- Task directions: A word-for-word copy of the lines from the one holding "One keypoint belongs to every instance. Tag the blue leaf" through the final line of the records below is the only output asked for.

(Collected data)
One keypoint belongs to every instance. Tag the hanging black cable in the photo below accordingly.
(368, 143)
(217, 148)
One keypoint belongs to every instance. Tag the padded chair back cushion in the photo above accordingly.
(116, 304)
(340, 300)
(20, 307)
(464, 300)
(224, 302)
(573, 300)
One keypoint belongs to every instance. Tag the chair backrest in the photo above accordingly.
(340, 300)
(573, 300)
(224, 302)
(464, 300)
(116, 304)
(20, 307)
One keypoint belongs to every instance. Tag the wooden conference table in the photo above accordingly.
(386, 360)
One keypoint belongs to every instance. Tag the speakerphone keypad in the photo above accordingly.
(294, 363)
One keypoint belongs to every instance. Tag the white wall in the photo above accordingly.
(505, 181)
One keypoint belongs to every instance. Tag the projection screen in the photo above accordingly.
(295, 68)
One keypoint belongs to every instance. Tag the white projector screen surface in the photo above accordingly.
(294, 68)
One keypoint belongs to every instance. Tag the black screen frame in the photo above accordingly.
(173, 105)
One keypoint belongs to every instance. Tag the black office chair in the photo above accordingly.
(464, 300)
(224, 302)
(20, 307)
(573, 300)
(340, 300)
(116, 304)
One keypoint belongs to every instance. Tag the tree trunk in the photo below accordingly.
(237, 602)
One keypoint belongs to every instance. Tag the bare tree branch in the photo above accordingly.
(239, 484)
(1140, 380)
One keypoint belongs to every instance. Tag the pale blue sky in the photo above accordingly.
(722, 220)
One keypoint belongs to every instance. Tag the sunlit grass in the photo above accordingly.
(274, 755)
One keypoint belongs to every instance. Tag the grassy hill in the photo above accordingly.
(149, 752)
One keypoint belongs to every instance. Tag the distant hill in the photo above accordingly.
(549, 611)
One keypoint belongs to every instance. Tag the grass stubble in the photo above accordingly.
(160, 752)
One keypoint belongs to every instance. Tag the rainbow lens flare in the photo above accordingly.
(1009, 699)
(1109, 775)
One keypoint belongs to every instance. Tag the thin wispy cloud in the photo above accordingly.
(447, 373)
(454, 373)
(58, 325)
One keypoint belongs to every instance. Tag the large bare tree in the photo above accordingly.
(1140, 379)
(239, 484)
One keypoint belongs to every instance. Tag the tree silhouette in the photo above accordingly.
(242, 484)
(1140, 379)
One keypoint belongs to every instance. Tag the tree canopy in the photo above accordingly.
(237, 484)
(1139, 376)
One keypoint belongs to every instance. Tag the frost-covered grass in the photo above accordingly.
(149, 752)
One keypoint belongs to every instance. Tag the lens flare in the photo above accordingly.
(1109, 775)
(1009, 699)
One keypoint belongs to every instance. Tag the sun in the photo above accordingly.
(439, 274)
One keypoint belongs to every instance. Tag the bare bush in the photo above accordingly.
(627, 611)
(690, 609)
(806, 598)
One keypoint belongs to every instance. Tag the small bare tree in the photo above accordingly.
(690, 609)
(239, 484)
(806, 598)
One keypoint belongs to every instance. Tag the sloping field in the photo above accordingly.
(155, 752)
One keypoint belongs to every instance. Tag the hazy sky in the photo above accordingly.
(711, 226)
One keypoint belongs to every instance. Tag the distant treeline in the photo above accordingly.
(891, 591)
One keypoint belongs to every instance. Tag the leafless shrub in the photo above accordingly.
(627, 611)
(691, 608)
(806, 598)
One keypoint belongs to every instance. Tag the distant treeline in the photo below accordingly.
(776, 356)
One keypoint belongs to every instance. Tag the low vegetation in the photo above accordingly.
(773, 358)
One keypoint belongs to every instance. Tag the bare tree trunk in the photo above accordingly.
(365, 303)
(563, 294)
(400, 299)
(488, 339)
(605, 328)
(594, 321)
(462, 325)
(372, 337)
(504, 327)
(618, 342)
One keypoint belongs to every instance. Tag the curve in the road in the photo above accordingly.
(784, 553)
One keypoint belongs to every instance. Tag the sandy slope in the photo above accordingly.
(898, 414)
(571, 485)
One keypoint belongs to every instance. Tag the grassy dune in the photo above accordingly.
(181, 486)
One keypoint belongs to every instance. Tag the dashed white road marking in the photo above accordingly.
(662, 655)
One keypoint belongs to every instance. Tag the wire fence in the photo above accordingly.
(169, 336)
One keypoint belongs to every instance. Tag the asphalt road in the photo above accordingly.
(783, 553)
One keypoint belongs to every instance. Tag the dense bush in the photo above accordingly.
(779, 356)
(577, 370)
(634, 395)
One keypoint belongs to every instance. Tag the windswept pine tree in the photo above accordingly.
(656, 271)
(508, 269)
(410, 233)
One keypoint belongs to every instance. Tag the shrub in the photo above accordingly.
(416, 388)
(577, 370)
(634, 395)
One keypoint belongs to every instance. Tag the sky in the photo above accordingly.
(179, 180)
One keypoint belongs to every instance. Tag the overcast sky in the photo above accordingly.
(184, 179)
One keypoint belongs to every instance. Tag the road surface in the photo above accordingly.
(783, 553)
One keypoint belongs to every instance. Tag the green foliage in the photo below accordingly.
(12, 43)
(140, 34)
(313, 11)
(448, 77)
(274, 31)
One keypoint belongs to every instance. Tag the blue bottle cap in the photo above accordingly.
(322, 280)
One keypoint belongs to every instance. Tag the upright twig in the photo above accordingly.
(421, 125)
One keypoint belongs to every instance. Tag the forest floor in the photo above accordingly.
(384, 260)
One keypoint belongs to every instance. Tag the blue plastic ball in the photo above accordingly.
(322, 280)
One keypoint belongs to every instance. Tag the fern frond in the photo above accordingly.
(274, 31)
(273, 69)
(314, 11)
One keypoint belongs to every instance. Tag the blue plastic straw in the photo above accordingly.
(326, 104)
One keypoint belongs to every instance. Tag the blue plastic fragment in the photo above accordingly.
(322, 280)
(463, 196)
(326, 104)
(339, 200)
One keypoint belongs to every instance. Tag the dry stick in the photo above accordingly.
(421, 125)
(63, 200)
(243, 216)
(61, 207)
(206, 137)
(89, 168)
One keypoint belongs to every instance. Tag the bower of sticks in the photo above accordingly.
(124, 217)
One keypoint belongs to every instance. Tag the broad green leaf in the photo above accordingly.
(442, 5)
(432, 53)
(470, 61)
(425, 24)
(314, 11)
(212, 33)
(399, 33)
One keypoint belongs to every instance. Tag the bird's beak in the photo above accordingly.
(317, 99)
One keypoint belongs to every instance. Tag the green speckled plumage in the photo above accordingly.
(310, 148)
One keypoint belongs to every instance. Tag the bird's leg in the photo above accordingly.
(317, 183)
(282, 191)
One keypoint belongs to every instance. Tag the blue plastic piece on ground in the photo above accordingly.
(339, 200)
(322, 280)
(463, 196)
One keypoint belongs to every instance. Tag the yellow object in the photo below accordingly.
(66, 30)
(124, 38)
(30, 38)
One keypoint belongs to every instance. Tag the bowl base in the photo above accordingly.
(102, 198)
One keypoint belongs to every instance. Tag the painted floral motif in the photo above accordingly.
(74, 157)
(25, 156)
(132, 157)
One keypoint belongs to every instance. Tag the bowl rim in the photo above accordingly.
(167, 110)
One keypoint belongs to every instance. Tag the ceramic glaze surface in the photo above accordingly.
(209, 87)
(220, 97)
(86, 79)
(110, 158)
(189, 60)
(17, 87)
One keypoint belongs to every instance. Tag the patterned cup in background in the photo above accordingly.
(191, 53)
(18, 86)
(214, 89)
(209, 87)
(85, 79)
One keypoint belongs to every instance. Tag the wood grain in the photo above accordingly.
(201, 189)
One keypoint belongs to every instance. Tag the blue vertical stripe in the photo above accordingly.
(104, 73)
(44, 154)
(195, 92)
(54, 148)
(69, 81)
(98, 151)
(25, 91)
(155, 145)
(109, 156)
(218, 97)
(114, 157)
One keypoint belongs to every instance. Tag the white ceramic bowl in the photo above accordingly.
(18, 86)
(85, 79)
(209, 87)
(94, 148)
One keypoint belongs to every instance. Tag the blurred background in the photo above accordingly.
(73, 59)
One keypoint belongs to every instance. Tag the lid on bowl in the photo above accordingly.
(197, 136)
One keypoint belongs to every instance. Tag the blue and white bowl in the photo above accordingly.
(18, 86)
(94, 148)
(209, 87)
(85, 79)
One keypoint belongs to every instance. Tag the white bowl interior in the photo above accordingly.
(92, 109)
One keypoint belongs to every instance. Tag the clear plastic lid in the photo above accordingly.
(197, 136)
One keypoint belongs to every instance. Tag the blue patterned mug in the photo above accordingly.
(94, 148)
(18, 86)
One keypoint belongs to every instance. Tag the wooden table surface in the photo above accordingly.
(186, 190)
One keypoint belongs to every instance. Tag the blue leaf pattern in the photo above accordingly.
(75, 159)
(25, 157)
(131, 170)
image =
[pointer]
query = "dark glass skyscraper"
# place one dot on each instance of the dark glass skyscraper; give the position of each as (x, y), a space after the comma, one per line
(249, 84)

- Answer to the problem:
One keypoint belongs to every instance. Tag the blue leaf pattern in the photo above accordingly.
(75, 159)
(25, 157)
(131, 170)
image =
[pointer]
query = "dark glass skyscraper"
# place one dot on each instance of the dark glass skyscraper; give the position of each as (x, y), a space after the comma, one per line
(249, 84)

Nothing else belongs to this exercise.